Gather every line of the records that contains the string "green", treating uppercase and lowercase as distinct.

Extracted data entries
-.-.-

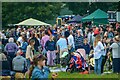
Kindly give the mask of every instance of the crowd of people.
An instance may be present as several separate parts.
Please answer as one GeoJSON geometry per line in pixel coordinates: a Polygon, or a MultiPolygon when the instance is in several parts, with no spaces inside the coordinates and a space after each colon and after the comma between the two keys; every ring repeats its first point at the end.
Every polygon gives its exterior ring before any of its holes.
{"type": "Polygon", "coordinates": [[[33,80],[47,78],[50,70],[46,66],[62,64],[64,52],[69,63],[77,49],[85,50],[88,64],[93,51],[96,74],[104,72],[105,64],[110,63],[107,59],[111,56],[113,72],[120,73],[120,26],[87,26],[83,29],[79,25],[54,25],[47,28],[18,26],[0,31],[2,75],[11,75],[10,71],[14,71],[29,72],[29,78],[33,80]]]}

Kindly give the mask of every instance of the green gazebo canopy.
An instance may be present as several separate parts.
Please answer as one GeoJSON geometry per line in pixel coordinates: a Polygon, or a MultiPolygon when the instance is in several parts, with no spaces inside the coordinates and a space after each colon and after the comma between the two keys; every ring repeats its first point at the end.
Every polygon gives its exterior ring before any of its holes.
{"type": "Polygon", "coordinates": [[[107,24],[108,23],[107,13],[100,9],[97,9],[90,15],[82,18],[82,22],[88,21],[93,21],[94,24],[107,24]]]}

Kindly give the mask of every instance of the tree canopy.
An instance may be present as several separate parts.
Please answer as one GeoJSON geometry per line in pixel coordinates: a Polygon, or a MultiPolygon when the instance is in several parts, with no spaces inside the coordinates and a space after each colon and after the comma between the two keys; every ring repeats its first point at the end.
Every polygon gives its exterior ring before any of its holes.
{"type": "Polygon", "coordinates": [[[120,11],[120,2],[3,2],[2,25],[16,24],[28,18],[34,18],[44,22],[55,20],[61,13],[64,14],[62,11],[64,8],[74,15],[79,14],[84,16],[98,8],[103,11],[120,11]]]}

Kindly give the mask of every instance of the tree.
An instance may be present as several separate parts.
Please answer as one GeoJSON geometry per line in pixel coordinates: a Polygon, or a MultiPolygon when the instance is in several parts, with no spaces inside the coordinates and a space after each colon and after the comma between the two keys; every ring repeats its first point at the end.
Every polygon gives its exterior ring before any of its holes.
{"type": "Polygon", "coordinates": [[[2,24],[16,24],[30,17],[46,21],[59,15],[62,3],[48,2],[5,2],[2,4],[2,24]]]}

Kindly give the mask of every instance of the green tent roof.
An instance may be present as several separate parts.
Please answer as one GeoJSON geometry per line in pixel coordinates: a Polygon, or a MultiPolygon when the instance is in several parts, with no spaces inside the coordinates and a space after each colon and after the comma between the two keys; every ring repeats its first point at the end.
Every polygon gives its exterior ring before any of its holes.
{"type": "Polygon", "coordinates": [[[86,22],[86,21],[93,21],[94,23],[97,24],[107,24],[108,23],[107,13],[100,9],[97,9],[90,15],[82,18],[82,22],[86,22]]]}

-.-.-

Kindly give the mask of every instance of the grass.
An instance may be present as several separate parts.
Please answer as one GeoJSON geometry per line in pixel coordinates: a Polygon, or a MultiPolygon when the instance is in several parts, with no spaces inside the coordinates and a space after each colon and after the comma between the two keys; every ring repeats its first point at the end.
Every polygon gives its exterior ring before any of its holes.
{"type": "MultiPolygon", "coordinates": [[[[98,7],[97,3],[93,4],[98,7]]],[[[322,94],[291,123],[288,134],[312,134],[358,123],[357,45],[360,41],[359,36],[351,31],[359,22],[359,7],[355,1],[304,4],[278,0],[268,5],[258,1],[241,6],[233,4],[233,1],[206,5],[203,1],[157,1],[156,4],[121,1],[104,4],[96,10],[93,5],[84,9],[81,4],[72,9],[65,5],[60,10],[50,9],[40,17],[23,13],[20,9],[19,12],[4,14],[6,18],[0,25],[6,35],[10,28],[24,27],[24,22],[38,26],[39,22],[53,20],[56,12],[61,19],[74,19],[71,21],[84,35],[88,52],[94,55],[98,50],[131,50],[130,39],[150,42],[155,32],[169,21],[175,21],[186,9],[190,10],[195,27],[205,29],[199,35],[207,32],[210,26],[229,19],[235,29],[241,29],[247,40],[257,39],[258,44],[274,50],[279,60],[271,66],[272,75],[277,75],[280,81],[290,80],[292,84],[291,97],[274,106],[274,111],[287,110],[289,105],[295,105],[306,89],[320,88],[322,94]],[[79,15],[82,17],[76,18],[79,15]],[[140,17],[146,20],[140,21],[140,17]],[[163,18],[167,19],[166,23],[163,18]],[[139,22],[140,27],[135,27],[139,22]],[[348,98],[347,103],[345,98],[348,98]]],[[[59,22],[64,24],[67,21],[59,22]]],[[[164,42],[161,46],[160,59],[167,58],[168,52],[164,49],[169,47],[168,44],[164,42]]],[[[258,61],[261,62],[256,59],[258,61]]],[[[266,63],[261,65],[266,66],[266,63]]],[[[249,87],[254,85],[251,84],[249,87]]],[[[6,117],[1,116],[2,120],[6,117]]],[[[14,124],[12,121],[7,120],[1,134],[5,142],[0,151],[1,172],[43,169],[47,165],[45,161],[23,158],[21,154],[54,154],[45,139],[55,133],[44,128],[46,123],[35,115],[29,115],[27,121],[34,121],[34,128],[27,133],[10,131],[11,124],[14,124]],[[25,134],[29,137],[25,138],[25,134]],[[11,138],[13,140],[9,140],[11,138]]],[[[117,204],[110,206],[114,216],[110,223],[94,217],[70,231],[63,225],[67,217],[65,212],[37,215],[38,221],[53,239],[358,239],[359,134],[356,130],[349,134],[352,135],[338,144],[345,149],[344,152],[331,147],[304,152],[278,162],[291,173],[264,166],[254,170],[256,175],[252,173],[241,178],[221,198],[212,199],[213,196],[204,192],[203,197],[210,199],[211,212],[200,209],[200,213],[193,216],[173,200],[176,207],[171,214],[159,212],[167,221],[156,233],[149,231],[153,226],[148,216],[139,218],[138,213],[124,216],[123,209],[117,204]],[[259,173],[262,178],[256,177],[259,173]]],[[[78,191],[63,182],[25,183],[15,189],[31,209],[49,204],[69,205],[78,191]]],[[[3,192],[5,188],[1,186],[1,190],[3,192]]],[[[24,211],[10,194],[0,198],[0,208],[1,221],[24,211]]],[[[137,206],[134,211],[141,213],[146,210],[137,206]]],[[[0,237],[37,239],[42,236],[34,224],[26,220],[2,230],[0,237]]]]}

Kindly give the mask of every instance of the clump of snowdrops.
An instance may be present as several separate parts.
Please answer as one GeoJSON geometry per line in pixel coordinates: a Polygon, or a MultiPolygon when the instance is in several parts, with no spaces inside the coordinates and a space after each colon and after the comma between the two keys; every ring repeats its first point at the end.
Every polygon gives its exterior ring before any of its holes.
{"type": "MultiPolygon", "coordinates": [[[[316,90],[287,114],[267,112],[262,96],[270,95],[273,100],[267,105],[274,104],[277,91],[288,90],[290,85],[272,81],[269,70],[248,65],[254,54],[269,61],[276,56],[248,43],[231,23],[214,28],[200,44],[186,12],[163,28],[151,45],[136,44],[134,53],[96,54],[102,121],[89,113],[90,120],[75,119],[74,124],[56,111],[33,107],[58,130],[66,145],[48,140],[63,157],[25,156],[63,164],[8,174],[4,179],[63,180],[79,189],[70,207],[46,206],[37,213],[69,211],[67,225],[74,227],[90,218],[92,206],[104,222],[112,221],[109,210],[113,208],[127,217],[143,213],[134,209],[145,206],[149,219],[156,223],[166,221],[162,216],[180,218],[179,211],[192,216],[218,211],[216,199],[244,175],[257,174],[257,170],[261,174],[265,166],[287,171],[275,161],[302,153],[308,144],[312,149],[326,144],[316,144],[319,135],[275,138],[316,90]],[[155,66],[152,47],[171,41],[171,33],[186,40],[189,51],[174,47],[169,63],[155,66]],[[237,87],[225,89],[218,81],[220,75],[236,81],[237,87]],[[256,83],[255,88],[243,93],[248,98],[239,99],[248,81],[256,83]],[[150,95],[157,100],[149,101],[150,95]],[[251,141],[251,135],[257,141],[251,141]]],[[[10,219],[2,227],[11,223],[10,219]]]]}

-.-.-

— Complete response —
Kindly give the mask of every instance of the green gazebo canopy.
Kindly give the mask of every instance of the green tent roof.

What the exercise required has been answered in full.